§ **TASK INSTRUCTIONS**:
With the pictures left out, copy the listing below exactly.

------------------------------------------------------------

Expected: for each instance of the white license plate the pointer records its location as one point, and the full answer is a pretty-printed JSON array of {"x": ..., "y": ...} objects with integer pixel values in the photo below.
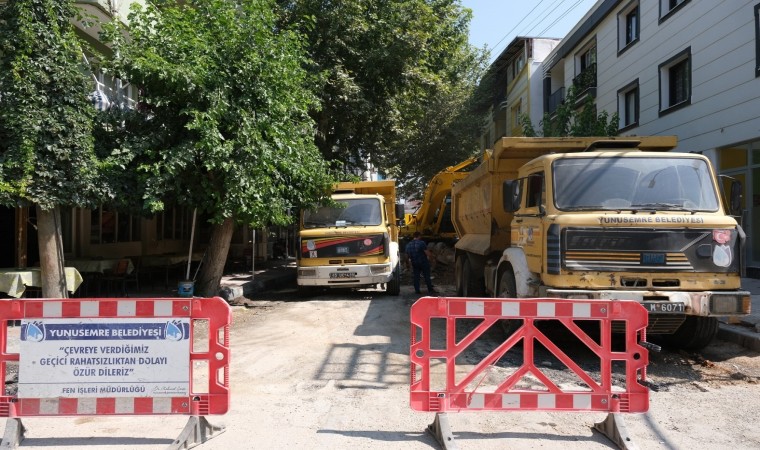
[
  {"x": 343, "y": 275},
  {"x": 664, "y": 307}
]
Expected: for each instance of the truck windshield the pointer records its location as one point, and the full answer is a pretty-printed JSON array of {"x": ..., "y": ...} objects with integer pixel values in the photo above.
[
  {"x": 349, "y": 212},
  {"x": 632, "y": 183}
]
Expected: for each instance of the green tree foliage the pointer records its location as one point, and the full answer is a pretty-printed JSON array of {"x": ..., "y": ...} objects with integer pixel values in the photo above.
[
  {"x": 224, "y": 116},
  {"x": 570, "y": 120},
  {"x": 47, "y": 157},
  {"x": 46, "y": 144},
  {"x": 396, "y": 77}
]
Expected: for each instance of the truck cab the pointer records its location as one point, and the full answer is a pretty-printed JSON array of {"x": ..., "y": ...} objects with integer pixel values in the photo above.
[{"x": 352, "y": 243}]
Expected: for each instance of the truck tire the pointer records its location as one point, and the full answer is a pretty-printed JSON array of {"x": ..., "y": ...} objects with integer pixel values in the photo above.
[
  {"x": 507, "y": 288},
  {"x": 695, "y": 333},
  {"x": 393, "y": 287},
  {"x": 472, "y": 282}
]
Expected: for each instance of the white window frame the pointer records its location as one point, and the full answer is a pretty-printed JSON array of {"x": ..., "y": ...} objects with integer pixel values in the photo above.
[
  {"x": 627, "y": 122},
  {"x": 669, "y": 7},
  {"x": 623, "y": 38},
  {"x": 665, "y": 74}
]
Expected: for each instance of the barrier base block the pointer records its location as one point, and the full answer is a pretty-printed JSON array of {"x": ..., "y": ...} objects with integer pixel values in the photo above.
[
  {"x": 197, "y": 431},
  {"x": 441, "y": 431},
  {"x": 14, "y": 433},
  {"x": 613, "y": 426}
]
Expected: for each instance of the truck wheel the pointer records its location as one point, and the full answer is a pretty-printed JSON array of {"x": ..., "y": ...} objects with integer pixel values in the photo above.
[
  {"x": 695, "y": 333},
  {"x": 472, "y": 284},
  {"x": 306, "y": 291},
  {"x": 393, "y": 287},
  {"x": 507, "y": 288}
]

------------------------------------------------------------

§ **WRITTEN RESPONSE**:
Expected: for each instance of the white license plate the pointer records its location as one point, and the full answer is a pretty-printed JSON array of {"x": ..., "y": ...} objects with integer pixel values in the photo below.
[
  {"x": 343, "y": 275},
  {"x": 664, "y": 307}
]
Expected: for each instance of the truck windshield the pointer records its location as one point, and the full answer is a pretty-printed JSON array of {"x": ..., "y": ...} objects with integer pixel values in the photo above.
[
  {"x": 349, "y": 212},
  {"x": 632, "y": 183}
]
Expected: for each instance of the green tree foliage the pointer records its location as one point, and the full answer is a pretty-printed JSON array of {"x": ..., "y": ...} objects with integer pixel values in the photo above.
[
  {"x": 224, "y": 116},
  {"x": 570, "y": 120},
  {"x": 47, "y": 157},
  {"x": 46, "y": 144},
  {"x": 396, "y": 77}
]
Expected: for each instance of the truck cab the pointer records its location as one point, and the full answer is a pretty-printed JSON array of {"x": ..., "y": ...} objects with integer pixel values in the photo above.
[{"x": 352, "y": 243}]
Expected: for each instance of the truck tire the pointer records its location as one point, and the full answer is a pretty-printed JSON array of {"x": ..., "y": ...} objects with integer pixel values in the photo above.
[
  {"x": 507, "y": 288},
  {"x": 695, "y": 333},
  {"x": 393, "y": 287},
  {"x": 472, "y": 282}
]
Expected: for each instance of the white window frame the pointer records its location as one point, and the full answer is a pretty-printed JSON array of {"x": ..., "y": ...} objects with integer pixel values in the photo above.
[
  {"x": 627, "y": 122},
  {"x": 669, "y": 7},
  {"x": 623, "y": 38},
  {"x": 665, "y": 74}
]
Expected: for each instance of the barrier base block the pointer records its location as one point, and the full answer is a pretty-printed JSON array of {"x": ..., "y": ...} objects with integer pixel values in the photo above.
[
  {"x": 197, "y": 431},
  {"x": 441, "y": 431},
  {"x": 14, "y": 433},
  {"x": 613, "y": 426}
]
Expected: for each instance of the truck wheel the pointer records its location as one point, and the full answer is a pretty-printed JSON array of {"x": ..., "y": ...} objects with integer pixel values in the photo above.
[
  {"x": 695, "y": 333},
  {"x": 472, "y": 284},
  {"x": 306, "y": 291},
  {"x": 393, "y": 287},
  {"x": 507, "y": 288}
]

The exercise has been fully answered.